■ Problem set
1) Write out the part of the article on security data analytics with R that opens with the words containing "The issue of" and closes with "maintain, and analyze.".
2) Can you sum up the article on security data analytics with R in two sentences?
3) In the article on security data analytics with R, who wrote the book the author calls one of the best and most inspirational?

■ Text passage
++++++

Security data analytics and visualization with R
Data Analysis
In this era of massive computing environments, cloud services, and global infrastructure, it is reasonable to call data "big," although this is the first and last time I'll do so in this article.
The issue of massive data volume driven by scale is not new; the problem space has simply evolved. Data challenges are just more prevalent now given that even a small business or single user can generate significant data, because processing power and storage are commodity items easily attained. Even though it's a subset of the larger sum, security data is no less daunting, and given my bias, in many ways more important to manage, process, maintain, and analyze.
In a quest to conduct better analysis in massively dynamic environments, I embraced R a few months ago and now live in a steady state of epiphany as I uncover new opportunities for awareness and visualization (see the "Coursera Data Science Specialization" box). I've read several books while undertaking this endeavor, and one of the best and most inspirational is by Jay Jacobs and Bob Rudis [3] [4]. These few months later, my R skill level has improved just enough to share some insight with you. Imagine me as somewhere between total noob R script kiddie and modestly creative practitioner.
Coursera Data Science Specialization
Some key principles I use in this article I learned from the "Principles of Analytic Graphics" lecture provided in the Johns Hopkins University Exploratory Data Analysis course, a part of Coursera's Data Science [1] specialization.
You can take each of the courses in this terrific specialization for free online (I highly recommend them as part of learning R); however, if you want to achieve the specialization certificate, it's a small fee per course. This was my first experience with Massive Open Online Courses (MOOC) learning, and I am still working my way through each of the tracks. They're great.
Roger Peng, in the "Principles" lecture, cites Edward Tufte from his book Beautiful Evidence [2] as follows:
- Principle 1: Show comparisons
- Principle 2: Show causality, mechanism, explanation
- Principle 3: Show multivariate data
- Principle 4: Integrate multiple modes of evidence
- Principle 5: Describe and document the evidence
- Principle 6: Content is king
The subtext of each of these principles is that a graphic should tell a complete, credible story while recognizing that "analytical presentations ultimately stand or fall depending on the quality, relevance, and integrity of their content" [2].

++++++

Stored dataset items
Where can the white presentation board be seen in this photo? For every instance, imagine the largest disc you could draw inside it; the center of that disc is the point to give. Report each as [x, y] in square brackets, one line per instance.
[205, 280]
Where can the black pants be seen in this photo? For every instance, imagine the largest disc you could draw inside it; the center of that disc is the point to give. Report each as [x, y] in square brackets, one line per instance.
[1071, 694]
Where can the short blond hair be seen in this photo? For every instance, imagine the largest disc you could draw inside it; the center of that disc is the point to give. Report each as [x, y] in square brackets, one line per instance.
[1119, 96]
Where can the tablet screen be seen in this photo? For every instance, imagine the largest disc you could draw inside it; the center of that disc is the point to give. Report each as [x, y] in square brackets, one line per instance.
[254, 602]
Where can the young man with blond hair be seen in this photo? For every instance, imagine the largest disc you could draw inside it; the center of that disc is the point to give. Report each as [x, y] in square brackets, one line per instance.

++++++

■ Results of the exercise
1)
The issue of massive data volume driven by scale is not new; the problem space has simply evolved. Data challenges are just more prevalent now given that even a small business or single user can generate significant data, because processing power and storage are commodity items easily attained. Even though it's a subset of the larger sum, security data is no less daunting, and given my bias, in many ways more important to manage, process, maintain, and analyze.

2) Data volumes have grown because even a small business or single user can now generate significant data, and security data is in many ways more important to manage, process, maintain, and analyze. The author took up R a few months earlier to conduct better analysis and visualization, learning from books and from the Coursera Data Science specialization, whose "Principles of Analytic Graphics" lecture cites six principles from Edward Tufte.

3) Jay Jacobs and Bob Rudis.